Labeled area outline entries

-------------------------

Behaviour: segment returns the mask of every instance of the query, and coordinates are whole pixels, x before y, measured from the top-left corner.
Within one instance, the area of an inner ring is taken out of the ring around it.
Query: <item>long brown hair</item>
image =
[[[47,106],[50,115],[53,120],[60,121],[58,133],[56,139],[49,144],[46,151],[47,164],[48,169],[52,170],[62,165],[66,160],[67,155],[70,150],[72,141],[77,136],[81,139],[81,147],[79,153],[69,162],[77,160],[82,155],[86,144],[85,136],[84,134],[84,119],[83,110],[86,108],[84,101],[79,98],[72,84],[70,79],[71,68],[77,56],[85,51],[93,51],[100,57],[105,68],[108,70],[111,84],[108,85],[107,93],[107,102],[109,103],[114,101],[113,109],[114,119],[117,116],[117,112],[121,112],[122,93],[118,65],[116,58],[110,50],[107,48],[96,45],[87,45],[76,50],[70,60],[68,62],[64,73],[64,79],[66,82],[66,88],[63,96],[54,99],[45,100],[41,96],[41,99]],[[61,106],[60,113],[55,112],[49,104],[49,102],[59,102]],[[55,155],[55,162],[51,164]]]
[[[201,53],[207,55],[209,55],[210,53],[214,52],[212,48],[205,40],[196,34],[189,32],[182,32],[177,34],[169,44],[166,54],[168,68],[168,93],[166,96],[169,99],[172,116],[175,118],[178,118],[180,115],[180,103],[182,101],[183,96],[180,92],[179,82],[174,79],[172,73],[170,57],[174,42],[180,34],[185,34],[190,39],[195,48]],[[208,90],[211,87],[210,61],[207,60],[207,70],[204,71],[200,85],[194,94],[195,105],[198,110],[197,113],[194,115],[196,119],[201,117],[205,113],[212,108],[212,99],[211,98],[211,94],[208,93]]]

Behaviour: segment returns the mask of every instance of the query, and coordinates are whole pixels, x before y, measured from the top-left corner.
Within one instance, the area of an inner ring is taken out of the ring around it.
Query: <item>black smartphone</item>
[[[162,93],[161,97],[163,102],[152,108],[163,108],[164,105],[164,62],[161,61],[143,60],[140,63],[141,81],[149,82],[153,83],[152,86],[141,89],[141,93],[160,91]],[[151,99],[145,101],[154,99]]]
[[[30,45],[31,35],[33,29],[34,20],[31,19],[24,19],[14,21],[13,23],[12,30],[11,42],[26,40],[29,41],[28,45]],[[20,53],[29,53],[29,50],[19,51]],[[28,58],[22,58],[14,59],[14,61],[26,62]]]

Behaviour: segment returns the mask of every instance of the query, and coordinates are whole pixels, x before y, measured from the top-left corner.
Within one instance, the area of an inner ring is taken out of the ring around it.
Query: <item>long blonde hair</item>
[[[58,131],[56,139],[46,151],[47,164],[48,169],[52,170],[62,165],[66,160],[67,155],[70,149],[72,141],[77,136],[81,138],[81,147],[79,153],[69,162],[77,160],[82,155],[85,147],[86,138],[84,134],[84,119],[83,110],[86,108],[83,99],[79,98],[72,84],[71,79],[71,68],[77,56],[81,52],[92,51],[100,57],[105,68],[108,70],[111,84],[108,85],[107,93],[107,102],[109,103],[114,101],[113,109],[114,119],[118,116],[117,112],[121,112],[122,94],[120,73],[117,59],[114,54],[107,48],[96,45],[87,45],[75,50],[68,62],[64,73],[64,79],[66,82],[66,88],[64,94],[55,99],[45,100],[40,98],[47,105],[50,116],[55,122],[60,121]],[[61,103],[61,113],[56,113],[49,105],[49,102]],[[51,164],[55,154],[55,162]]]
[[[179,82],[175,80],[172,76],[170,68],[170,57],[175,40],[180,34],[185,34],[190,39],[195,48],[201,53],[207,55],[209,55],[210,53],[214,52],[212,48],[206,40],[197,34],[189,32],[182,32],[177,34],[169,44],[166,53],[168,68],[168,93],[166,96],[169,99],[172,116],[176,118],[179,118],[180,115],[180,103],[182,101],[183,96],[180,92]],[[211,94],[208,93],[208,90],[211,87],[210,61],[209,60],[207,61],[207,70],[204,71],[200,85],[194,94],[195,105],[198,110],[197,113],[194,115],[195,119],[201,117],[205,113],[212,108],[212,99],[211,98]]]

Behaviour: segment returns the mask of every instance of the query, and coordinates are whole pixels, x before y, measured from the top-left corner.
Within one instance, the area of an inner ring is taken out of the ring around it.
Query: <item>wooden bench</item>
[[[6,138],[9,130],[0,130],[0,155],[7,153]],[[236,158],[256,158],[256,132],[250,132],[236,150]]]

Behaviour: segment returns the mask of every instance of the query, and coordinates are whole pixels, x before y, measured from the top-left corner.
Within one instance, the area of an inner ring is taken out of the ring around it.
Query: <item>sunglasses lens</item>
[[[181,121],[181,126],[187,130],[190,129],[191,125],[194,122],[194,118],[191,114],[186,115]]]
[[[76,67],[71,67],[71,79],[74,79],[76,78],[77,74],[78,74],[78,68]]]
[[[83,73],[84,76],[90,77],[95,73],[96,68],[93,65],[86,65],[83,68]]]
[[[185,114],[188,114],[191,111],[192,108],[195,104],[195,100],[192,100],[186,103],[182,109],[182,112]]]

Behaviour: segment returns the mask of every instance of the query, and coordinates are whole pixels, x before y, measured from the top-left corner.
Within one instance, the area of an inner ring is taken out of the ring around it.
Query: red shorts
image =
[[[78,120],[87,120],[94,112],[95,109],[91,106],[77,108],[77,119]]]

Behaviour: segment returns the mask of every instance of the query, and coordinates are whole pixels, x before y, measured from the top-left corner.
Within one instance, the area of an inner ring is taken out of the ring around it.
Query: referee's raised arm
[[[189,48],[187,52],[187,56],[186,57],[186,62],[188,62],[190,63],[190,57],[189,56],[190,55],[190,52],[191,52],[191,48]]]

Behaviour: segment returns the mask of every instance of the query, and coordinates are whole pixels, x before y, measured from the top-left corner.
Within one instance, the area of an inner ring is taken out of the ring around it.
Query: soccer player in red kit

-------------------------

From the records above, please extract every line and repeat it exactly.

Behaviour: segment returns the mask of every instance of the query, and coordinates are whole pixels, x before y, measured from the top-left corner.
Within one instance, the area of an inner ring is taken out of the ring around it.
Query: <item>long brown hair</item>
image =
[[[47,106],[50,115],[53,120],[60,121],[58,133],[56,139],[49,144],[46,151],[47,164],[48,169],[52,170],[62,165],[66,160],[67,155],[70,150],[72,141],[77,136],[81,139],[81,147],[79,153],[69,162],[77,160],[82,155],[86,144],[85,136],[84,134],[84,119],[83,110],[86,108],[84,101],[79,98],[72,84],[70,79],[71,68],[77,56],[85,51],[93,51],[100,57],[105,68],[108,70],[111,84],[108,85],[107,93],[107,102],[109,103],[114,101],[113,109],[114,119],[117,116],[117,112],[121,112],[122,93],[118,65],[116,58],[110,50],[107,48],[96,45],[87,45],[76,50],[70,60],[68,62],[64,73],[64,79],[66,82],[66,88],[63,96],[54,99],[45,100],[41,96],[41,99]],[[61,106],[60,113],[55,112],[49,104],[49,102],[59,102]],[[55,155],[55,162],[51,164]]]
[[[201,53],[207,55],[209,55],[210,53],[214,52],[212,48],[205,40],[196,34],[189,32],[182,32],[177,34],[169,44],[166,54],[168,68],[168,93],[166,96],[169,99],[172,116],[175,118],[178,118],[180,115],[180,103],[182,101],[183,96],[180,92],[179,82],[174,79],[172,73],[170,57],[174,42],[180,34],[185,34],[190,39],[195,48]],[[208,90],[211,87],[210,61],[207,60],[207,70],[204,71],[200,85],[194,94],[195,105],[198,110],[197,113],[194,115],[196,119],[201,117],[205,113],[212,108],[212,99],[211,98],[211,94],[208,93]]]

Behaviour: segment returns the mask of every instance of the query, and coordinates are whole pixels, x before y, measured from the top-left corner.
Within one instance, the area of an inner ring is taken out of the ring around it.
Query: <item>black smartphone</item>
[[[162,93],[161,97],[163,102],[152,108],[163,108],[164,105],[164,62],[161,61],[143,60],[140,63],[141,81],[149,82],[153,83],[152,86],[141,89],[141,93],[160,91]],[[151,99],[145,101],[154,99]]]
[[[30,45],[31,35],[33,29],[34,20],[31,19],[24,19],[14,21],[13,23],[12,30],[11,42],[26,40],[29,41],[28,45]],[[20,53],[29,53],[29,50],[19,51]],[[28,58],[22,58],[14,59],[14,61],[26,62]]]

Behaviour: segment returns the mask of every instance of the query, and coordinates are whole pixels, x before y, measured from the top-left corner.
Within one instance, the area of an inner ring is taken out of the ring around it.
Query: <item>long blonde hair</item>
[[[58,131],[56,139],[46,151],[47,164],[48,169],[52,170],[62,165],[66,160],[67,155],[70,149],[72,141],[77,136],[81,138],[81,147],[79,153],[69,162],[77,160],[82,155],[85,147],[86,138],[84,134],[84,119],[83,110],[86,108],[83,99],[79,98],[72,84],[71,79],[71,68],[77,56],[81,52],[92,51],[100,57],[105,68],[108,70],[111,84],[108,85],[107,93],[107,102],[109,103],[114,101],[113,109],[114,119],[118,116],[117,112],[121,112],[122,94],[120,73],[117,59],[114,54],[107,48],[96,45],[87,45],[75,50],[68,62],[64,73],[64,79],[66,82],[66,88],[64,94],[55,99],[45,100],[40,98],[47,105],[50,116],[55,122],[60,121]],[[61,103],[61,113],[56,113],[49,105],[49,102]],[[51,164],[55,154],[55,162]]]
[[[179,82],[175,80],[172,76],[170,68],[170,57],[175,40],[180,34],[185,34],[190,39],[195,48],[201,53],[207,55],[209,55],[210,53],[214,52],[212,48],[206,40],[197,34],[189,32],[182,32],[177,34],[169,44],[166,53],[168,68],[168,93],[166,96],[169,99],[172,116],[176,118],[179,118],[180,115],[180,103],[182,101],[183,96],[180,92]],[[211,94],[208,93],[208,90],[211,87],[210,61],[209,60],[207,61],[207,70],[204,71],[200,85],[194,94],[195,105],[198,110],[197,113],[194,115],[195,119],[201,117],[205,113],[212,108],[212,99],[211,98]]]

Behaviour: segment returns the mask of every instance of the query, and coordinates are whole pixels, x before y, measured from the top-left corner.
Within one instance, the area of an inner ring is taken out of the ring around it.
Query: <item>wooden bench</item>
[[[6,138],[9,130],[0,130],[0,155],[7,153]],[[236,158],[256,158],[256,132],[250,132],[236,150]]]

Behaviour: segment returns the mask of every instance of the query, and coordinates are whole pixels, x before y, measured from the top-left corner.
Within one instance, the area of an inner ring is taken out of the ring around it.
Query: <item>sunglasses lens</item>
[[[181,121],[181,126],[187,130],[190,129],[191,125],[194,122],[194,118],[191,114],[186,115]]]
[[[76,67],[71,67],[71,79],[74,79],[76,78],[77,74],[78,74],[78,68]]]
[[[83,73],[84,76],[90,77],[95,73],[96,68],[93,65],[86,65],[83,68]]]
[[[185,114],[188,114],[191,111],[192,108],[195,104],[195,100],[192,100],[186,103],[182,109],[182,112]]]

Behaviour: segment returns the mask of every instance of the query, and coordinates are whole pixels, x before y, measured from the top-left corner.
Within one instance, the area of an inner ring is taken out of the ring around it.
Query: red shorts
image =
[[[78,120],[87,120],[94,112],[95,109],[91,106],[77,108],[77,119]]]

Behaviour: segment returns the mask of every instance of the query, and coordinates are whole pixels, x before y, measured from the top-left corner.
Within one instance, the area of an inner ring is taken out of the ring around it.
Query: referee's raised arm
[[[189,48],[187,52],[187,56],[186,57],[186,62],[188,62],[190,63],[190,57],[189,56],[190,55],[190,52],[191,52],[191,48]]]

Behaviour: segment returns the mask of every instance of the query, and coordinates are whole pixels, x before y, measured from the top-left corner.
Within one instance, the area of an inner ring is taken out of the ring around it.
Query: soccer player in red kit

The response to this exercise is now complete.